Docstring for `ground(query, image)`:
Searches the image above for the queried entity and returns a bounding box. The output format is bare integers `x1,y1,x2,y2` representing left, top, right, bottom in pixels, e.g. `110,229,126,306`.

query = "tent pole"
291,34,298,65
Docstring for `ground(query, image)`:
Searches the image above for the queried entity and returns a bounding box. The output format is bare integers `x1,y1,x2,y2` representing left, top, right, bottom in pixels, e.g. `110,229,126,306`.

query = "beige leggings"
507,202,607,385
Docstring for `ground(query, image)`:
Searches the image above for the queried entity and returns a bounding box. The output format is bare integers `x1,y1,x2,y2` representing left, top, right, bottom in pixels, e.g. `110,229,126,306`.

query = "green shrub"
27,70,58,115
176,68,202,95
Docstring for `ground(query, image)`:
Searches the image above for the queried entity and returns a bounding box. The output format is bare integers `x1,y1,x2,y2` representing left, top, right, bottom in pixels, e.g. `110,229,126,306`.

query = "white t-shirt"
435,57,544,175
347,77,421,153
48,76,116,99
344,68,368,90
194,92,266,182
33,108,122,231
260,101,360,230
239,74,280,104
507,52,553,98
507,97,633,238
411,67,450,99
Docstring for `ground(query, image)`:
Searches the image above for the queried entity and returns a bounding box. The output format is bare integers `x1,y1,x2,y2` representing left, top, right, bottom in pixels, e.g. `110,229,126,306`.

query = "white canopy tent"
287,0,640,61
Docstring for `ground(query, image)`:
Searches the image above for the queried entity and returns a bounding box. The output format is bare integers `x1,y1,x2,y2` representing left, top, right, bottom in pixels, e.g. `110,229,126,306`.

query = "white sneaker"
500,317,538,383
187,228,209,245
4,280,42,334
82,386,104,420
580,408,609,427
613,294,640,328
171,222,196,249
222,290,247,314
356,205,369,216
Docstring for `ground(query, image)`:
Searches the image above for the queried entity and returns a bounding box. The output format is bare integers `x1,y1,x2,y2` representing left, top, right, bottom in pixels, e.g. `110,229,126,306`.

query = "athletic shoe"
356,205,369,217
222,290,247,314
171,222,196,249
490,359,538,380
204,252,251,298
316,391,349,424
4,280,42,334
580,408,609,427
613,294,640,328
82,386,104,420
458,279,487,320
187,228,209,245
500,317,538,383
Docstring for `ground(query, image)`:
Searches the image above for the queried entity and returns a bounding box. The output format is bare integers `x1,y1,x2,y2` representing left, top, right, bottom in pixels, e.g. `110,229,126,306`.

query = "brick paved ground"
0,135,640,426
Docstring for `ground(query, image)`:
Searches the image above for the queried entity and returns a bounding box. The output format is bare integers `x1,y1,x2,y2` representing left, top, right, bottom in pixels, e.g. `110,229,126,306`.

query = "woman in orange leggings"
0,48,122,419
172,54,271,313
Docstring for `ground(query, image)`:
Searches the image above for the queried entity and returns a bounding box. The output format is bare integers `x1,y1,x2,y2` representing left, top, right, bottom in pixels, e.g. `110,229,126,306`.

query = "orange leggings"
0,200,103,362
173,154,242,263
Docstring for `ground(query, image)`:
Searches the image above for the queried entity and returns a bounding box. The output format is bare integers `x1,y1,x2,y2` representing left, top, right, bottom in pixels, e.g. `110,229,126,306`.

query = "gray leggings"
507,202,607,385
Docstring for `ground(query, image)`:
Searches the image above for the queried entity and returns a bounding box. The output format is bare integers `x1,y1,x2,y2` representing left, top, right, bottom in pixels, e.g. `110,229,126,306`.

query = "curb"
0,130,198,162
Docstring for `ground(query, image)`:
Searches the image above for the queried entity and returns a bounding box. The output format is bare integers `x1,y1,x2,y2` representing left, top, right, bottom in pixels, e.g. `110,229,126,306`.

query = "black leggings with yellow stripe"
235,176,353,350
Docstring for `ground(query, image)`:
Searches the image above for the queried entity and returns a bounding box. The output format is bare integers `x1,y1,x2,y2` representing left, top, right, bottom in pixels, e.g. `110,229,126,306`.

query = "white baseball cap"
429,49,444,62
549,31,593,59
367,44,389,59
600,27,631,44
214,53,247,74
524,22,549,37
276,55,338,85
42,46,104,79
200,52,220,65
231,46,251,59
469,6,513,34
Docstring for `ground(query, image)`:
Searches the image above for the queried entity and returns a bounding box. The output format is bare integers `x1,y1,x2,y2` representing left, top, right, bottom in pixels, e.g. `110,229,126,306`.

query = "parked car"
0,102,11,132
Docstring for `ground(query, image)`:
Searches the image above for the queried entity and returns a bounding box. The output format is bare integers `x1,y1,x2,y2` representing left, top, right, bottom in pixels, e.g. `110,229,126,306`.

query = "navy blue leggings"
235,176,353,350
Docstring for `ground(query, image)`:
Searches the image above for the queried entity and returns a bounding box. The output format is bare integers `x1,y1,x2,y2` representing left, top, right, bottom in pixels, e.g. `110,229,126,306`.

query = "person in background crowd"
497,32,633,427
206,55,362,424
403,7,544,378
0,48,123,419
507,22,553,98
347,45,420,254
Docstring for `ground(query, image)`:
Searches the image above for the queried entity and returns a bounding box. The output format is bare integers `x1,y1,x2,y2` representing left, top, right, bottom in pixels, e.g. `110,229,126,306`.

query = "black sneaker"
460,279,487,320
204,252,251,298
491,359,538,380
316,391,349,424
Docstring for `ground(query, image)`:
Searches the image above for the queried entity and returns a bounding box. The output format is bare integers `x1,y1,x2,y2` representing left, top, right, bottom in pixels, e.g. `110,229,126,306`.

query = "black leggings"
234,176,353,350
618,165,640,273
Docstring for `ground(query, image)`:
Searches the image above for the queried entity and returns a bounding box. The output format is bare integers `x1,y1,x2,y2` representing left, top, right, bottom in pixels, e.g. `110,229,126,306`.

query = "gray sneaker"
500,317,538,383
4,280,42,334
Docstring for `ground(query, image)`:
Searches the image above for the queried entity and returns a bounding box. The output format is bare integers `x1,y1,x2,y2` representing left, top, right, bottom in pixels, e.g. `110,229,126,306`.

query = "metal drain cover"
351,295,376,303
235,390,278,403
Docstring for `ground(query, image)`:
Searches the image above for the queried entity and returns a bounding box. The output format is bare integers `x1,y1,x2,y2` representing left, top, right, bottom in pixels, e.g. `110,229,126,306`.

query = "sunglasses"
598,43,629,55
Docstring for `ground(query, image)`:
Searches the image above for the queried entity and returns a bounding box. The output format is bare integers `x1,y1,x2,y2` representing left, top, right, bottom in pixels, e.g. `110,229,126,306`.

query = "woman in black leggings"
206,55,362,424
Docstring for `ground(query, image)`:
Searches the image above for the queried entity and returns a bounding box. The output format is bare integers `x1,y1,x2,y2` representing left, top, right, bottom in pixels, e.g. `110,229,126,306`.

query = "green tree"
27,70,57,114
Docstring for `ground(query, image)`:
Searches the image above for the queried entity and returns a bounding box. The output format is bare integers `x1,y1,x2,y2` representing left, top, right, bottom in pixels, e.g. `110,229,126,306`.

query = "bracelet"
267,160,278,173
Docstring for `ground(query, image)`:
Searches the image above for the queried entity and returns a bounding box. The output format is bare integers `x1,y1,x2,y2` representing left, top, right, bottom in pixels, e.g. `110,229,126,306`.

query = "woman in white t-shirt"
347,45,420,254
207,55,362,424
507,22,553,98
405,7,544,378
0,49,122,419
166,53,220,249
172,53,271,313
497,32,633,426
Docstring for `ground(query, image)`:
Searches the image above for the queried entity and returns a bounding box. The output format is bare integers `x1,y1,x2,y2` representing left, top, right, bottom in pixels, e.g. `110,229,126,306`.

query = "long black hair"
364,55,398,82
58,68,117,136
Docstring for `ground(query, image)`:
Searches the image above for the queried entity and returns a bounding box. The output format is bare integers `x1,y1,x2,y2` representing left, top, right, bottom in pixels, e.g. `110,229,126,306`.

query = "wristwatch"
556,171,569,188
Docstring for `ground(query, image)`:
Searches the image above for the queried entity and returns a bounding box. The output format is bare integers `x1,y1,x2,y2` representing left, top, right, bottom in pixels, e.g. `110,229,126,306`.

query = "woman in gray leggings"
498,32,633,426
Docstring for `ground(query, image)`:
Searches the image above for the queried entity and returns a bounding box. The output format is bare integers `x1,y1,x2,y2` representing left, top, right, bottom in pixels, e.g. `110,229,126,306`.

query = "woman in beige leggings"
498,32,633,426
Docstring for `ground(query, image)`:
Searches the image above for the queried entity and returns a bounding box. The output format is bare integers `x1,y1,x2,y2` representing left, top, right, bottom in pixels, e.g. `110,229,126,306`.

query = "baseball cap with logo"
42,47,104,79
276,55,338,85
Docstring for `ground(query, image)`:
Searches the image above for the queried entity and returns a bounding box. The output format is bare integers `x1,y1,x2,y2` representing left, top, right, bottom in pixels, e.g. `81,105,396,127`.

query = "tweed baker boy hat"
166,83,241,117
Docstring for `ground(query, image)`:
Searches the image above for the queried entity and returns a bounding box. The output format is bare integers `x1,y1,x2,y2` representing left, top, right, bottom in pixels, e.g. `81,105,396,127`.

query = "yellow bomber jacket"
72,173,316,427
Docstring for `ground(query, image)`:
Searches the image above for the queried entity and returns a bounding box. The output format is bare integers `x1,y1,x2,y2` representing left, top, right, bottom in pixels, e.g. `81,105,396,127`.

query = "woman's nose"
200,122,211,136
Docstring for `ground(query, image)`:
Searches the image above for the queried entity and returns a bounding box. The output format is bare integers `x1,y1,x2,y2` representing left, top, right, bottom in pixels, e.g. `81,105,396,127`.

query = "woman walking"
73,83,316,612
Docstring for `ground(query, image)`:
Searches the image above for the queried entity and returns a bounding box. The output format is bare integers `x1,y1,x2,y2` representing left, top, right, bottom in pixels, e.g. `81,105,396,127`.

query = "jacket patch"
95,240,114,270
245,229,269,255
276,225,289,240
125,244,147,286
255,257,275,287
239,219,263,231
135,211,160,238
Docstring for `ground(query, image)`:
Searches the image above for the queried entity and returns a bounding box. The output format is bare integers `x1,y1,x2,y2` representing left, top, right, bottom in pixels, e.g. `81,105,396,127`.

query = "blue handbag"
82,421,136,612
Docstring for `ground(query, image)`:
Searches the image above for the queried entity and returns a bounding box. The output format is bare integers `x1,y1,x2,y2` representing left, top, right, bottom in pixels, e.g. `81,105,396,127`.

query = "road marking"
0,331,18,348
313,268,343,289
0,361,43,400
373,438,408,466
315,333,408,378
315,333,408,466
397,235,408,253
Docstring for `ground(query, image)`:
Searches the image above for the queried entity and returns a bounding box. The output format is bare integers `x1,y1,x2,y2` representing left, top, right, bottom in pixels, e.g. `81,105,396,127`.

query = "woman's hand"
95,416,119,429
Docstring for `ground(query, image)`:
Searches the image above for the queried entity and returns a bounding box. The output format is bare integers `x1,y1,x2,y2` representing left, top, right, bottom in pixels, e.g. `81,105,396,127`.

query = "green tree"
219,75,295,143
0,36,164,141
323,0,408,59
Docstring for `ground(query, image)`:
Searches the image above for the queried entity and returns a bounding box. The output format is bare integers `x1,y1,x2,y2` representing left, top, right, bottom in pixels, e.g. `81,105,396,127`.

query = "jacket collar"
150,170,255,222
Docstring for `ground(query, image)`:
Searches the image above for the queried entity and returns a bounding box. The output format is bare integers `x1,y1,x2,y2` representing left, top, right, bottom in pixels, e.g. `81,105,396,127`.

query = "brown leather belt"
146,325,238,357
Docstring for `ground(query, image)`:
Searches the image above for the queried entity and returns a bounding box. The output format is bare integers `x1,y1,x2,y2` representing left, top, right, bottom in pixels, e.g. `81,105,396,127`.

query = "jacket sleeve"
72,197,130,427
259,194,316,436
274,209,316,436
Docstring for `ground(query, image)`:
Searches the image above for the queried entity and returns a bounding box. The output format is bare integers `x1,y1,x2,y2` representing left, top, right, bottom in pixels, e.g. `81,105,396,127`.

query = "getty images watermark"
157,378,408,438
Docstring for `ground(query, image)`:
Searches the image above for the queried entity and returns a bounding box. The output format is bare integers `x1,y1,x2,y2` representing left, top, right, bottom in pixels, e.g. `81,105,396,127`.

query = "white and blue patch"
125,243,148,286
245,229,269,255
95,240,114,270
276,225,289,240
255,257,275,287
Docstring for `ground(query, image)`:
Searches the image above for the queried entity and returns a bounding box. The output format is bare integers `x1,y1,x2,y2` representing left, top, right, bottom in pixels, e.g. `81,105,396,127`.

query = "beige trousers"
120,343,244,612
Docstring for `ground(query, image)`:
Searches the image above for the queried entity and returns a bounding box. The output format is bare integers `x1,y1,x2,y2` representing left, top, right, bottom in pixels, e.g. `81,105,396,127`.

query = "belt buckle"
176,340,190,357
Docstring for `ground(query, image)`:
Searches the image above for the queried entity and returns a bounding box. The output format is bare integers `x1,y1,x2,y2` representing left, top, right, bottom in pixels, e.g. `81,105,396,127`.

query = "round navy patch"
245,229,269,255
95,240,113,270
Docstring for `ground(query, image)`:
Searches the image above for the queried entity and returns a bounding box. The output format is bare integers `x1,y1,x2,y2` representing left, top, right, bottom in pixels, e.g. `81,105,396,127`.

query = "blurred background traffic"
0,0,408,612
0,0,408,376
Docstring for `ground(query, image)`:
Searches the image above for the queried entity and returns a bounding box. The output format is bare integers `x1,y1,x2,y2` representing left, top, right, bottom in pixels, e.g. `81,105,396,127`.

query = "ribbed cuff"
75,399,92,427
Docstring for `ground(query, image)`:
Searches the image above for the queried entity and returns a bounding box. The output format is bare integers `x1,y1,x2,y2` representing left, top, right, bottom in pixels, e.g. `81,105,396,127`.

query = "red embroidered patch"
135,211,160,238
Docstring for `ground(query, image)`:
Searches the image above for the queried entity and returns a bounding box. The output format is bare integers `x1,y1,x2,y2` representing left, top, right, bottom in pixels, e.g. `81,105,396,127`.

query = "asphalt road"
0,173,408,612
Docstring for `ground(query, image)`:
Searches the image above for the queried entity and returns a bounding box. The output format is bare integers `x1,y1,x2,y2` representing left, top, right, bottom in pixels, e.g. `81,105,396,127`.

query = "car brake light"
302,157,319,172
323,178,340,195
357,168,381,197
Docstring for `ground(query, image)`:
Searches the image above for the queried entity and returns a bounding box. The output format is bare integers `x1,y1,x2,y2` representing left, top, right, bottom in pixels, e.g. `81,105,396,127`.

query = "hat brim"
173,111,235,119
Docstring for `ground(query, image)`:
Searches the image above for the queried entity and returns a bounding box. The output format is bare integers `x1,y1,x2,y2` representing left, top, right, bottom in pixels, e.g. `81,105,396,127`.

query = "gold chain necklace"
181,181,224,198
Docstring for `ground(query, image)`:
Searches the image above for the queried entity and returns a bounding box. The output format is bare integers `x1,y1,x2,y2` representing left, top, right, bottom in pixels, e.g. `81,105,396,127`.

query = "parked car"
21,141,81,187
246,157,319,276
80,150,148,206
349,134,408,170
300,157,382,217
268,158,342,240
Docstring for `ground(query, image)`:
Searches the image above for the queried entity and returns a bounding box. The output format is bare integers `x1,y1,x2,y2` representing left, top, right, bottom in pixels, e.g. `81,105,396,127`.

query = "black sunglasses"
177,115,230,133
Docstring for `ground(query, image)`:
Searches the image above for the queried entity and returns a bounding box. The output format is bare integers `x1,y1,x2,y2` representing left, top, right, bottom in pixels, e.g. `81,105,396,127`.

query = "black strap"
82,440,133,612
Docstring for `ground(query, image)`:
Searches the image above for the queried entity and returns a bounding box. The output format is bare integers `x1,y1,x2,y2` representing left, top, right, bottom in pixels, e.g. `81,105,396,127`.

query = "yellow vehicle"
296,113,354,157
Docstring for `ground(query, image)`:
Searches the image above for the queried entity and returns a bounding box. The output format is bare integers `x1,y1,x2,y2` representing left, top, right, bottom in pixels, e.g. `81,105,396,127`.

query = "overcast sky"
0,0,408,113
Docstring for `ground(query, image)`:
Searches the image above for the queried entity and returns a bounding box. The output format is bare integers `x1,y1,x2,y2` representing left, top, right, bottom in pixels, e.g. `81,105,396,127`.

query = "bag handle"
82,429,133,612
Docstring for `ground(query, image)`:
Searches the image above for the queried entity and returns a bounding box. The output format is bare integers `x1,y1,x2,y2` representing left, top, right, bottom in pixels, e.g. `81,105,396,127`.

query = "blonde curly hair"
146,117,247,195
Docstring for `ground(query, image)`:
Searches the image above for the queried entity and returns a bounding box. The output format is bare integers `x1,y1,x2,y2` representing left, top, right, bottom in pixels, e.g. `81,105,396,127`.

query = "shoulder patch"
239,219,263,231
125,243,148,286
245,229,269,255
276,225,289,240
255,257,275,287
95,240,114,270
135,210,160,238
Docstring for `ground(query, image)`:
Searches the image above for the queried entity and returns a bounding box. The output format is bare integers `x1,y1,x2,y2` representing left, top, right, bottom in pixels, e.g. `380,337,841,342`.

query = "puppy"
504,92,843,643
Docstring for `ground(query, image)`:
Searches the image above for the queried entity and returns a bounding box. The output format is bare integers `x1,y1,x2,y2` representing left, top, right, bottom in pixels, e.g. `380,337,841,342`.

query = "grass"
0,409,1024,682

Exercise instructions: Echo the data above from its first line through the line containing "291,34,298,65", including that line, copying every line unchanged.

Problem solution:
Docstring for `ground(query, image)`:
Searches the image above for the queried entity and returns a bounding box. The output format is bare integers `x1,y1,x2,y2` representing left, top, right, bottom in pixels, e.g. `110,229,126,306`.

query = "tent pole"
291,34,298,65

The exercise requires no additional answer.